→ **PROBLEM TO WORK ON**:
Copy each line below that has "petal".

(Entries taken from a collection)
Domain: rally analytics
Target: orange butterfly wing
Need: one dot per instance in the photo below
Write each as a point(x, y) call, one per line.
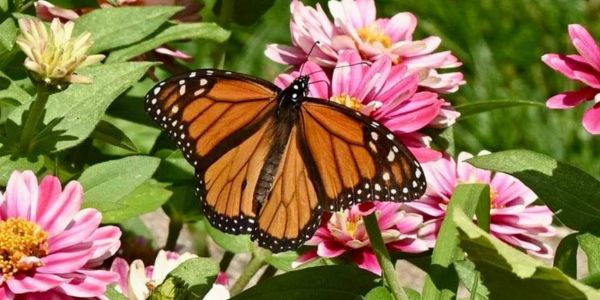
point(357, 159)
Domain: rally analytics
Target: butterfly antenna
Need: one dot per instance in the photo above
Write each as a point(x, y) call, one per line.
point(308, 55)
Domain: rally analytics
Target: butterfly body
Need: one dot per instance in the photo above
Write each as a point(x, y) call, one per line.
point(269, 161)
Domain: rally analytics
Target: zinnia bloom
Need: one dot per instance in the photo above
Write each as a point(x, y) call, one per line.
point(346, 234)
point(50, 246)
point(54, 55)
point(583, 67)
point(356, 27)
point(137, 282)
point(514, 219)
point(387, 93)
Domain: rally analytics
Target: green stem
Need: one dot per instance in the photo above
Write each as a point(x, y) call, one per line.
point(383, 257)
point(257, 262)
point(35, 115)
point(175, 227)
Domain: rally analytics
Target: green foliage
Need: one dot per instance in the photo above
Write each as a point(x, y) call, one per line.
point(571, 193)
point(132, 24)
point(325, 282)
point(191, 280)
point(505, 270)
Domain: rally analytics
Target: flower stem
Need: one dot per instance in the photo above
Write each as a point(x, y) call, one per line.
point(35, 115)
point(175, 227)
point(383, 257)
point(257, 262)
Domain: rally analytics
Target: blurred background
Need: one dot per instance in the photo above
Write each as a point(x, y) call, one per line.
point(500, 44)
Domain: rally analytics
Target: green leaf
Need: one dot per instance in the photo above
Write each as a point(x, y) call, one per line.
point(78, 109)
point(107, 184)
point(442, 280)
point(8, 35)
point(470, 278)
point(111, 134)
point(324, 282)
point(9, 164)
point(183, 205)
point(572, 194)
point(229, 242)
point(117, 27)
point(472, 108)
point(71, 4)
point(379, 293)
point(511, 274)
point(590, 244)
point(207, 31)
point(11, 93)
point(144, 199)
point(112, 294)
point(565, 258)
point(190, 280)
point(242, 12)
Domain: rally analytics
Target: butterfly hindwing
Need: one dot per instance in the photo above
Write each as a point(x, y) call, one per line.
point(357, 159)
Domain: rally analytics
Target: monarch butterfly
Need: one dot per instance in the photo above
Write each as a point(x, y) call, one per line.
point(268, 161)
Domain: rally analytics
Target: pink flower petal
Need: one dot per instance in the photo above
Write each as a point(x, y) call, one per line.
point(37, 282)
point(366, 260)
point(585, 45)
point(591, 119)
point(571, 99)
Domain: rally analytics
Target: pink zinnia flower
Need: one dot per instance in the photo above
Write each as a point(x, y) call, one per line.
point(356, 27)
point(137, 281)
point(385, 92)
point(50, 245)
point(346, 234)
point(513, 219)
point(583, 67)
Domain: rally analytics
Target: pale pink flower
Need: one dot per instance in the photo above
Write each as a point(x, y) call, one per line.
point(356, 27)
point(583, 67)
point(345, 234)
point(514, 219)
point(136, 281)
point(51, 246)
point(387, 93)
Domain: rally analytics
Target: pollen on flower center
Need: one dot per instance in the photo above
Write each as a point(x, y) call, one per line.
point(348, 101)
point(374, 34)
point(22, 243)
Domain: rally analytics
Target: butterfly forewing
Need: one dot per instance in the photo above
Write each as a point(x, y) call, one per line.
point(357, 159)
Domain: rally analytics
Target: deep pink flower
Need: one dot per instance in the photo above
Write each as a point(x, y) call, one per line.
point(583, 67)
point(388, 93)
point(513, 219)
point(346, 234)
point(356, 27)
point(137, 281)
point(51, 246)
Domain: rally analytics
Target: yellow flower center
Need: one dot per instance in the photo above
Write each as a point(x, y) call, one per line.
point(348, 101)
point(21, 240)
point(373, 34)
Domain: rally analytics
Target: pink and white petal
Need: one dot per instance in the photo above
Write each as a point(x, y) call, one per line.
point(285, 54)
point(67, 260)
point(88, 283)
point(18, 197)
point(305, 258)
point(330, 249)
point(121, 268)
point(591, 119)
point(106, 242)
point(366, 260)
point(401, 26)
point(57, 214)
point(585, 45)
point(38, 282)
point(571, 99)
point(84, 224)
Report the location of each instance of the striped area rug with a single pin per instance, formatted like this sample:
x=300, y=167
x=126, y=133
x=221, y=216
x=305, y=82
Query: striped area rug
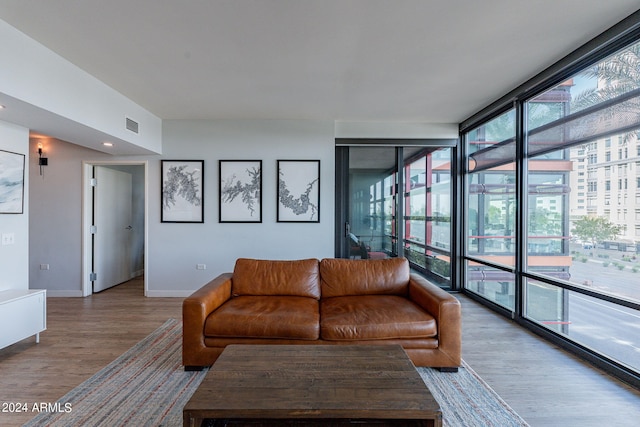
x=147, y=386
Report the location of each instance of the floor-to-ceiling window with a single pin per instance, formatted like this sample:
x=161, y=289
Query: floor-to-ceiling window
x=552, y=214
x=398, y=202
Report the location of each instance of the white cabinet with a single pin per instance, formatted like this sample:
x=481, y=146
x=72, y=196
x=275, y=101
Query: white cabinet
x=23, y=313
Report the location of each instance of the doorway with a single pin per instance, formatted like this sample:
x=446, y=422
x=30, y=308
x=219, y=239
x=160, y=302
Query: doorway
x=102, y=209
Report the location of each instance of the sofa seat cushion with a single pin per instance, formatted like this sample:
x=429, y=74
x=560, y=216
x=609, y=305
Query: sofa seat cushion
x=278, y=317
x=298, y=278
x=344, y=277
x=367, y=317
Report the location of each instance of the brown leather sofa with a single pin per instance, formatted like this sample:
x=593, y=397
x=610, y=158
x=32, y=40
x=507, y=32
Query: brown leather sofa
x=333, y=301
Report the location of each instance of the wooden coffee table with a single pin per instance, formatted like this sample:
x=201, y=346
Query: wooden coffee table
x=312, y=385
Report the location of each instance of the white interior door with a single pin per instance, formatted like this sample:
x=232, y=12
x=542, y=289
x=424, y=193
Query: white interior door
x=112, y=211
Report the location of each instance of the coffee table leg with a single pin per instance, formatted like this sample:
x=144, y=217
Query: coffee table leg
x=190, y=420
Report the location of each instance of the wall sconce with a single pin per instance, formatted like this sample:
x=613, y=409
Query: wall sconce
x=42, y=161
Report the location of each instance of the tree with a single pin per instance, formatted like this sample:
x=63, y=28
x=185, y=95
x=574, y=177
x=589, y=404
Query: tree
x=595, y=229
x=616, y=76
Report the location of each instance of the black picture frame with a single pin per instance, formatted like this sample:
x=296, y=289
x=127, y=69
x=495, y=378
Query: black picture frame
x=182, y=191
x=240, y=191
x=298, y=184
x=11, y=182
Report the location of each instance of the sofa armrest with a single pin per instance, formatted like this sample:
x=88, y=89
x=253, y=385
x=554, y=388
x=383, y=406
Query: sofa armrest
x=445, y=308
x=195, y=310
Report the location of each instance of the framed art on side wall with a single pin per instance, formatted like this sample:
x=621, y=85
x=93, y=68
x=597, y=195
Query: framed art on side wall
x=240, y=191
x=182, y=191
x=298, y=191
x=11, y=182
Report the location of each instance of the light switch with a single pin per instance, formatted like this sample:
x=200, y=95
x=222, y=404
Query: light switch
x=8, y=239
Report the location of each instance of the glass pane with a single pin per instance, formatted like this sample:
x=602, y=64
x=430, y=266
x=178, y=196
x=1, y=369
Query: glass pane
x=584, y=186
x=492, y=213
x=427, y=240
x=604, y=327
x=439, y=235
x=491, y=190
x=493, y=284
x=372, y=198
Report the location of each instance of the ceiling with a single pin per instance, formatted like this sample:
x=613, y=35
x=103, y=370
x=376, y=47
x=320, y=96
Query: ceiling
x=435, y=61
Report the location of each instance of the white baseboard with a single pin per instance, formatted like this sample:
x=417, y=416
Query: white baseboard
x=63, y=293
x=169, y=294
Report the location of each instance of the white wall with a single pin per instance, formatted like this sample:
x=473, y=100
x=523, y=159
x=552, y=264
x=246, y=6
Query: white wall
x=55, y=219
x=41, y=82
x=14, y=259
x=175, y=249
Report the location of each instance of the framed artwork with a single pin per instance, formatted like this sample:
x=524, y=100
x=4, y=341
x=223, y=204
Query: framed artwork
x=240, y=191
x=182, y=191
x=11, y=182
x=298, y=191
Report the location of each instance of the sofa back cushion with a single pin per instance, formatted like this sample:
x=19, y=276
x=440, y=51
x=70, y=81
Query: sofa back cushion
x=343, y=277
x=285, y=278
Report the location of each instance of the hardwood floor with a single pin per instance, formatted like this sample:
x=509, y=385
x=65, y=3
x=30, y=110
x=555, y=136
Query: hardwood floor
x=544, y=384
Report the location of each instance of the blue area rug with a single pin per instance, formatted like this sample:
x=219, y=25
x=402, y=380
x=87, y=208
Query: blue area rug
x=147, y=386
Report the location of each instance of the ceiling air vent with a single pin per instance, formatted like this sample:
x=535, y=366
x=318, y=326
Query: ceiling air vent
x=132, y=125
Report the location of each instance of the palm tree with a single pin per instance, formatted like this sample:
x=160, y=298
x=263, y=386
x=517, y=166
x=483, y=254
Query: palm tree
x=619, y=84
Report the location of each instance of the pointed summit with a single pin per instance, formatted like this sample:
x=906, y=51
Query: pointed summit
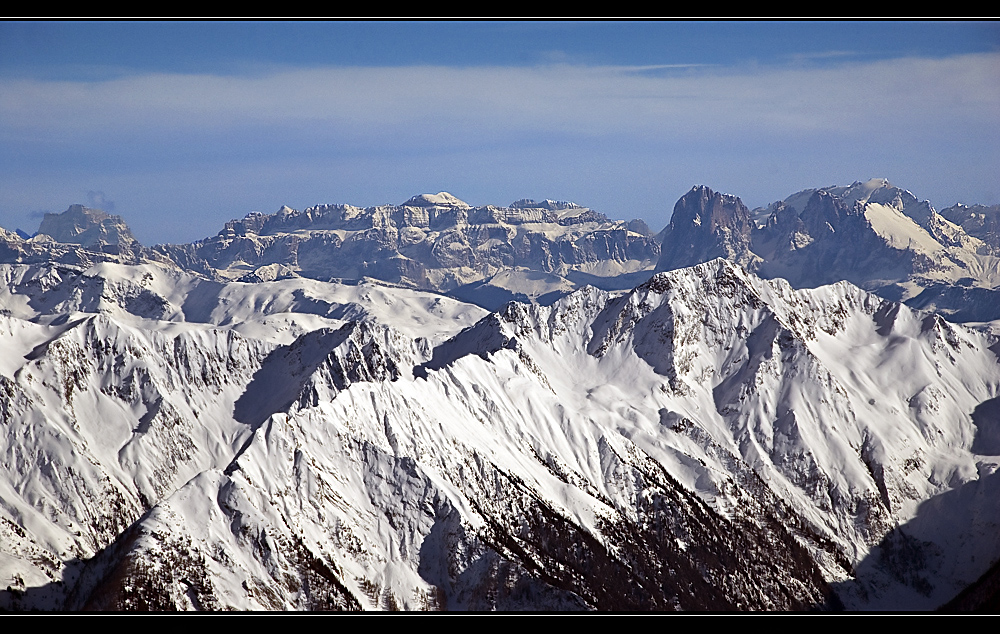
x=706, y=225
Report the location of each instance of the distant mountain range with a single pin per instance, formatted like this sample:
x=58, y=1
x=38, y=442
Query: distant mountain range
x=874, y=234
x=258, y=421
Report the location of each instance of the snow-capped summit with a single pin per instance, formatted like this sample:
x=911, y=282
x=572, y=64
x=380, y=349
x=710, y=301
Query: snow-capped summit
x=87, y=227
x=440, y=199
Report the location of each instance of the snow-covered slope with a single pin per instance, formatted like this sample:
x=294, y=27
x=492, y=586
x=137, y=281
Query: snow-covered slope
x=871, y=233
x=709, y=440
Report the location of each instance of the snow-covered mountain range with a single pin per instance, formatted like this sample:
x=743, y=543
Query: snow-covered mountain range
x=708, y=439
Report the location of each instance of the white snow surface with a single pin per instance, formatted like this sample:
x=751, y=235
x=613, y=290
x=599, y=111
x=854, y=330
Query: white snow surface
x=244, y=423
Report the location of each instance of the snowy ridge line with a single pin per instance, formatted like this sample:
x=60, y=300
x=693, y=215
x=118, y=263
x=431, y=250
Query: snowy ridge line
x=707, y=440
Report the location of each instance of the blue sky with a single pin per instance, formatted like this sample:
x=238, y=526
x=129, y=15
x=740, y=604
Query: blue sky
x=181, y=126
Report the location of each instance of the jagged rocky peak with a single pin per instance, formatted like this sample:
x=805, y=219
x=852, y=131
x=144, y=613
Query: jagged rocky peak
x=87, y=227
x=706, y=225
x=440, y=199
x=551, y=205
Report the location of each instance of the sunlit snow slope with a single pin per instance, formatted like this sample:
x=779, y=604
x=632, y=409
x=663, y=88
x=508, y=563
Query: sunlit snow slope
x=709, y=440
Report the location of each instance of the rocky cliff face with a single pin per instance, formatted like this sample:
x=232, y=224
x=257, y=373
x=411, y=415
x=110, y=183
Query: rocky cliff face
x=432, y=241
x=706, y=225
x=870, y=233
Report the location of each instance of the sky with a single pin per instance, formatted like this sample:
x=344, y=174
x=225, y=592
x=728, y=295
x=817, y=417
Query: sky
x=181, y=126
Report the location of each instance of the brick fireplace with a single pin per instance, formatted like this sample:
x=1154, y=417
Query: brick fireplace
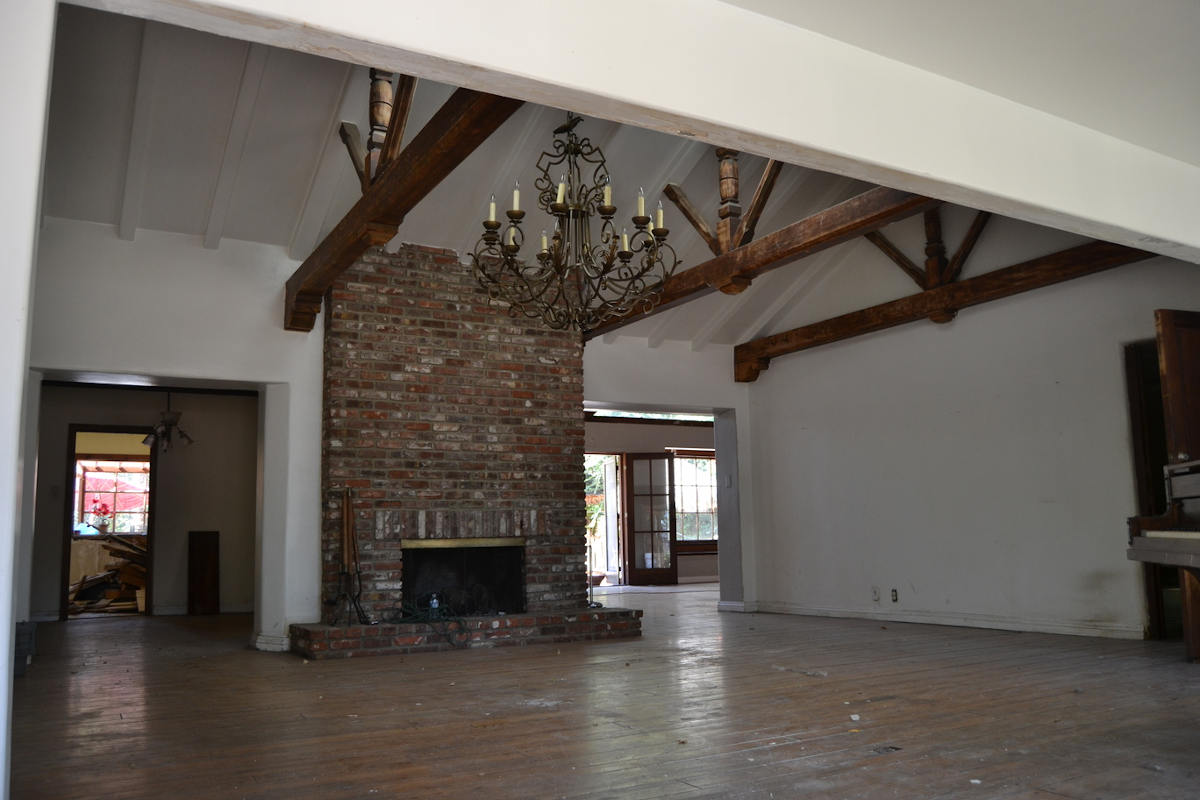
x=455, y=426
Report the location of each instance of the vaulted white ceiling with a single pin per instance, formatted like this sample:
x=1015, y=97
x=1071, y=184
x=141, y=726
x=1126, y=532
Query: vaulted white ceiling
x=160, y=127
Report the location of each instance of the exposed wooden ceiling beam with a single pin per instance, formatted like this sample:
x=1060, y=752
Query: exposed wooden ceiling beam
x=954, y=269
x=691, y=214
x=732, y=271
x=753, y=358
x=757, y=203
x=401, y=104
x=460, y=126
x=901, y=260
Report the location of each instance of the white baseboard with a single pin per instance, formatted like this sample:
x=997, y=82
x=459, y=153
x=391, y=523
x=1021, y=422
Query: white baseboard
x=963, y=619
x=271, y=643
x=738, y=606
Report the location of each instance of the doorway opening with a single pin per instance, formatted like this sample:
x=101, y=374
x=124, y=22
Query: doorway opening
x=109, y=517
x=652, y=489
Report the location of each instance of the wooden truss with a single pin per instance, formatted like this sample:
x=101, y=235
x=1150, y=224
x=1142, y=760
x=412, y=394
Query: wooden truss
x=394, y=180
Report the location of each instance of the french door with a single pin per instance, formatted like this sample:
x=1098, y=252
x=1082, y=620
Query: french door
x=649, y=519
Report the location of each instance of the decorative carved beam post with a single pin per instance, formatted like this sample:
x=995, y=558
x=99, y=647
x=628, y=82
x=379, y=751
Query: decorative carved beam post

→ **FINISHED EXERCISE**:
Target: pink flower petal
Target: pink and white petal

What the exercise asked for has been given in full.